The course content evolves from semester to semester. Below is the schedule from the Fall 2022 offering. See the webpages for specific semesters above.
Labor day, no classes
Course Syllabus and Policies
See the web pages for the specific semester for details.
Students taking the PhD version of this class (17-745) will replace two individual assignments with a research project instead, resulting in a draft of a paper of at least workshop quality.
Related Courses
- 17-649 Artificial Intelligence for Software Engineering: This course focuses on how AI techniques can be used to build better software engineering tools and goes into more depth with regard to specific AI techniques, whereas we focus on how software engineering techniques can be used to build AI-enabled systems. Our application scenarios are typical web-based systems for end users, rather than tools for software developers.
- 05-318 Human-AI Interaction: Focuses on the HCI angle on designing AI-enabled products. Overlaps in some coverage on fairness, covers in much more detail user interface design and how to involving humans in ML-supported decisions, whereas this course focuses more on architecture design, requirements engineering, and deploying systems in production. Both courses are complementary.
- 17-646 DevOps: Modern Deployment, 17-647 Engineering Data Intensive Scalable Systems, and similar: These course cover techniques to build scalable, reactive, and reliable systems in depth. We will survey DevOps, and big data systems in the context of designing and deploying systems, but will not explore them in as much detail as a dedicated course can. We will look at MLOps as a ML-specific variant of DevOps.

Saved entries:
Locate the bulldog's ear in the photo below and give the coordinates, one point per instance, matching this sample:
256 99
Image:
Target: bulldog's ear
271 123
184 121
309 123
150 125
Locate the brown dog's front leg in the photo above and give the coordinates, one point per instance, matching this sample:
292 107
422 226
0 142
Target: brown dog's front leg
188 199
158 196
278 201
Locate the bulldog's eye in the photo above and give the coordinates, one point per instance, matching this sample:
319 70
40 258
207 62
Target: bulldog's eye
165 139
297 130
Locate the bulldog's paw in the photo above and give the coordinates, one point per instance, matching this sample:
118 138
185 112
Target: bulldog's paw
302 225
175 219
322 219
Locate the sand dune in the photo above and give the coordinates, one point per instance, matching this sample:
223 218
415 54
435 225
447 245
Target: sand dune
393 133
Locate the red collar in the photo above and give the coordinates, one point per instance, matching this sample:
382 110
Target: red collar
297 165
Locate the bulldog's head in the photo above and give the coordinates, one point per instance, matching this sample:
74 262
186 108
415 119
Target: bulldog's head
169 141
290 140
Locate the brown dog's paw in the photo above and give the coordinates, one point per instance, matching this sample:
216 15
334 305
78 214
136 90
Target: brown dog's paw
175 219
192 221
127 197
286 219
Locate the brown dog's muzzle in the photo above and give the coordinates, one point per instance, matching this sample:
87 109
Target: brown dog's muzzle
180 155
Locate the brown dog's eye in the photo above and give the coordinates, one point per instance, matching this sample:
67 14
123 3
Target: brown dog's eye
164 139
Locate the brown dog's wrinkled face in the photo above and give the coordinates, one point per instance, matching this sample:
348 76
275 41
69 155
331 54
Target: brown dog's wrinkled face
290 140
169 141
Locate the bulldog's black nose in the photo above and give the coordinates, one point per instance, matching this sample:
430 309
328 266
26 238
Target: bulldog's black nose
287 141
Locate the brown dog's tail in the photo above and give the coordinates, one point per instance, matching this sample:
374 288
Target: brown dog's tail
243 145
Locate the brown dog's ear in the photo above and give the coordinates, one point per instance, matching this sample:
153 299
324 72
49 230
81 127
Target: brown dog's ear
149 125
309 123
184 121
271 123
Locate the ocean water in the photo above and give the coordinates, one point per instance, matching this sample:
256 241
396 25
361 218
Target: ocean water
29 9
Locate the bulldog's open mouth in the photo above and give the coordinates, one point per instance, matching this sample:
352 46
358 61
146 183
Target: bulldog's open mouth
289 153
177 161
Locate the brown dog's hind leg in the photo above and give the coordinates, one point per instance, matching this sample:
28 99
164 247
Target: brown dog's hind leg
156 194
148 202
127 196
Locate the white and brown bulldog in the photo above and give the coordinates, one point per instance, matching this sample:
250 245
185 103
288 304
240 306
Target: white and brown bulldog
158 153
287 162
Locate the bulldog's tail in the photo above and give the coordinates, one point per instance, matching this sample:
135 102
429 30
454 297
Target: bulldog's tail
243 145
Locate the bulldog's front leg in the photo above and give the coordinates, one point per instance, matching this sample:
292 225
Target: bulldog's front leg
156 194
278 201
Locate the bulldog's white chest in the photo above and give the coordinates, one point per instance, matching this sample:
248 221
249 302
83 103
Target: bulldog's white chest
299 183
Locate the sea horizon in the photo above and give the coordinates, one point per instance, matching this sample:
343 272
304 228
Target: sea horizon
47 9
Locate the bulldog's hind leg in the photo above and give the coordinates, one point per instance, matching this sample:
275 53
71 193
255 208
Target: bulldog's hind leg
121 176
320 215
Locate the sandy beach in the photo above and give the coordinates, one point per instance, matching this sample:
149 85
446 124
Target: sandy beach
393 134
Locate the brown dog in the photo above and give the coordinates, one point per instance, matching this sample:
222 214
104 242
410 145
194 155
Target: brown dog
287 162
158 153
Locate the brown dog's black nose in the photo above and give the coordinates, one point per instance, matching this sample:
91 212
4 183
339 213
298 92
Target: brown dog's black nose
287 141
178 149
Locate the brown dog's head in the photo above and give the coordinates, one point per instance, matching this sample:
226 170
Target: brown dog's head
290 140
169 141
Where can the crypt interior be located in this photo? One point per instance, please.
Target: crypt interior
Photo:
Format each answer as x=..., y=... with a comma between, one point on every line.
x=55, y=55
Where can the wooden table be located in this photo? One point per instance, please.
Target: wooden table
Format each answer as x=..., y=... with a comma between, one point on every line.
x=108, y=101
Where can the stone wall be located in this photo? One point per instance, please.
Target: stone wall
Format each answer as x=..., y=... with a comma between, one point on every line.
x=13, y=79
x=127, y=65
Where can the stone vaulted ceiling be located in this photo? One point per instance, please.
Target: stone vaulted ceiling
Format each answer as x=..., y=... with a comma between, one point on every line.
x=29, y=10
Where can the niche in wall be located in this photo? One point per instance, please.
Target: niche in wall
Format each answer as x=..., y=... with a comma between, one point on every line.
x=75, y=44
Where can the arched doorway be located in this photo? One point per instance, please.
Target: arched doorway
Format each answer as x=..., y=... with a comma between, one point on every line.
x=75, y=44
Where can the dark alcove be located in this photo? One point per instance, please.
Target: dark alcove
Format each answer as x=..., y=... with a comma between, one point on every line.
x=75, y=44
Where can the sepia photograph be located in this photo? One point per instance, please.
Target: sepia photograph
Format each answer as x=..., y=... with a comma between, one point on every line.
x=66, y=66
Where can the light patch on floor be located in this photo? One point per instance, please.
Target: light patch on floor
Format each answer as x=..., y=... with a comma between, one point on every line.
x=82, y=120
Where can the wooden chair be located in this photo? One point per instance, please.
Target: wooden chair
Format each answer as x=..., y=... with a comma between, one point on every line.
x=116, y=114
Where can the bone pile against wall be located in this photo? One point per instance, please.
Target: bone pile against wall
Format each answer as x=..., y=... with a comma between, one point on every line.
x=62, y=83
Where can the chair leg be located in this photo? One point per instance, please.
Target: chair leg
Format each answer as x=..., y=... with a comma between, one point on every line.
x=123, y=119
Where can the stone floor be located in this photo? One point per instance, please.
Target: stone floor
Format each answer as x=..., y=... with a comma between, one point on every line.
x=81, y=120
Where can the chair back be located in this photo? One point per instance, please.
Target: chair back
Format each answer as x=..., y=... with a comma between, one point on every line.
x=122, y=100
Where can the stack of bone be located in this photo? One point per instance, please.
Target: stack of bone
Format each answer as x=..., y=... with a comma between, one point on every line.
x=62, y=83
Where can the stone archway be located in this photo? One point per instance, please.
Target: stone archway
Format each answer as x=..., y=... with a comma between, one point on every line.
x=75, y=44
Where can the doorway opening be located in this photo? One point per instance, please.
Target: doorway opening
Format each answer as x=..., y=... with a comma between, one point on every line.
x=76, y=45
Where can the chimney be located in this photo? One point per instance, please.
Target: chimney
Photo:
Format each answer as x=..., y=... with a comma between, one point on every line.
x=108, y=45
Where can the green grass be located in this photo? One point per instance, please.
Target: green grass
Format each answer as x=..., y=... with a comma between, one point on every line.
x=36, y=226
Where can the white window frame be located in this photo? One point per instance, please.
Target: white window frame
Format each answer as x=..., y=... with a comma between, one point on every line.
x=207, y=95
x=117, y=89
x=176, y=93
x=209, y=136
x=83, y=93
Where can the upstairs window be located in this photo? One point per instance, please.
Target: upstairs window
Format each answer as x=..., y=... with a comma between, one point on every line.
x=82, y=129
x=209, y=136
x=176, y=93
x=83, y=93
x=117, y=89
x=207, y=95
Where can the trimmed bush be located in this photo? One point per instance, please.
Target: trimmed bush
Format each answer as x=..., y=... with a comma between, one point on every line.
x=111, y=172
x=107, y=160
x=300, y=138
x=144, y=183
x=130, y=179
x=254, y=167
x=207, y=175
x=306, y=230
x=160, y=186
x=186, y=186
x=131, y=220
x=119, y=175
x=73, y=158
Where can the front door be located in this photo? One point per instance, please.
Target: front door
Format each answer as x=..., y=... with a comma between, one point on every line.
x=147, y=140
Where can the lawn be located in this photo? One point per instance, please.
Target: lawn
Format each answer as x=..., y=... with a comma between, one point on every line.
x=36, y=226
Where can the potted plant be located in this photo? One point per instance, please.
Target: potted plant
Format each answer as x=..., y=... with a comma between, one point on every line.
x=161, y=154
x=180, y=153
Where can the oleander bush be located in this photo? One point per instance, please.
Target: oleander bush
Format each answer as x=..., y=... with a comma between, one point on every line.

**THINGS TO DO:**
1 – According to the course page, what do students in the PhD version of the class (17-745) do in place of two individual assignments?
2 – Carry the course page forward from its last sentence.
The saved entries are data kept apart from the course page.

**RESULTS BY TASK:**
1 – They do a research project that results in a draft of a paper of at least workshop quality.

2 –
- 10-601 Machine Learning, 15-381 Artificial Intelligence: Representation and Problem Solving, 05-834 Applied Machine Learning, 95-865 Unstructured Data Analytics, and many others: CMU offers many course that teach how machine learning and artificial intelligence techniques work internally or how to apply them to specific problems (including feature engineering and model evaluation), often on static data sets. We assume a basic understanding of such techniques and processes (see prerequisites) but focus on the engineering process for production ML systems.
- 10-613 Machine Learning, Ethics and Society, 16-735 Ethics and Robotics, [05-899 Fairness, Accountability, Transparency, & Ethics (FATE) in Sociotechnical Systems], and others dive much deeper into ethical issues and fairness in machine learning, in some cases diving deeper into statistical notions or policy. We will cover these topics in a two-week segment among many others.